#### Text extract:
As a scientist who has studied philosophy seriously, I am comfortable saying
this is generally true of everything philosophers do: it is based on a
fundamentally mistaken approach to understanding the world that vastly over-
states the role of introspection, the fidelity of the senses, common-sense,
memory, and the human perspective. The arts are an appropriate place for such
explorations, and they should be understood as what they are: studies of human
experience, and nothing else. They can't teach us anything about the way the
world actually is, or what are the optimal principles to govern our behaviour,
or any of the other things that philosophers claim to this day is their unique
subject of study. There is a role for natural philosophy as the foundations of
science, but the rest? Un-natural philosophy has neither place nor use, and
Einstein's modest affection for Spinoza was almost completely irrelevant to
this actual science.

#### Material:
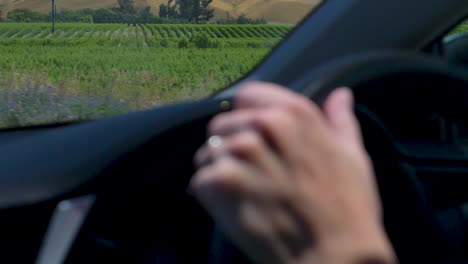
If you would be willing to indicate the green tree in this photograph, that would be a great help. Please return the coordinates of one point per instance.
(195, 11)
(126, 7)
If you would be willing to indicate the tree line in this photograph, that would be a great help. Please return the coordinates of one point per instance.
(174, 12)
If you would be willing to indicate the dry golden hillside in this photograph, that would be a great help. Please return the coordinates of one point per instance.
(274, 11)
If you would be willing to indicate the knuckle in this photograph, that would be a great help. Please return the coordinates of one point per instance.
(275, 120)
(248, 142)
(304, 108)
(217, 123)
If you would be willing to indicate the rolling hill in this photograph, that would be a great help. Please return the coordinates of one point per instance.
(274, 11)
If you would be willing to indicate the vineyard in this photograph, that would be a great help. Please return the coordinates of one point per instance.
(140, 35)
(88, 71)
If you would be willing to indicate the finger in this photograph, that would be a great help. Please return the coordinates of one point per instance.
(227, 175)
(259, 94)
(339, 111)
(278, 128)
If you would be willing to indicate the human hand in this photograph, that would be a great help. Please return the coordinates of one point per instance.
(289, 183)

#### Request:
Reproduce the comment on philosophy in full, word for word. Work only from the comment on philosophy, not from the rows.

#### Exercise solution:
As a scientist who has studied philosophy seriously, I am comfortable saying
this is generally true of everything philosophers do: it is based on a
fundamentally mistaken approach to understanding the world that vastly over-
states the role of introspection, the fidelity of the senses, common-sense,
memory, and the human perspective. The arts are an appropriate place for such
explorations, and they should be understood as what they are: studies of human
experience, and nothing else. They can't teach us anything about the way the
world actually is, or what are the optimal principles to govern our behaviour,
or any of the other things that philosophers claim to this day is their unique
subject of study. There is a role for natural philosophy as the foundations of
science, but the rest? Un-natural philosophy has neither place nor use, and
Einstein's modest affection for Spinoza was almost completely irrelevant to
this actual science.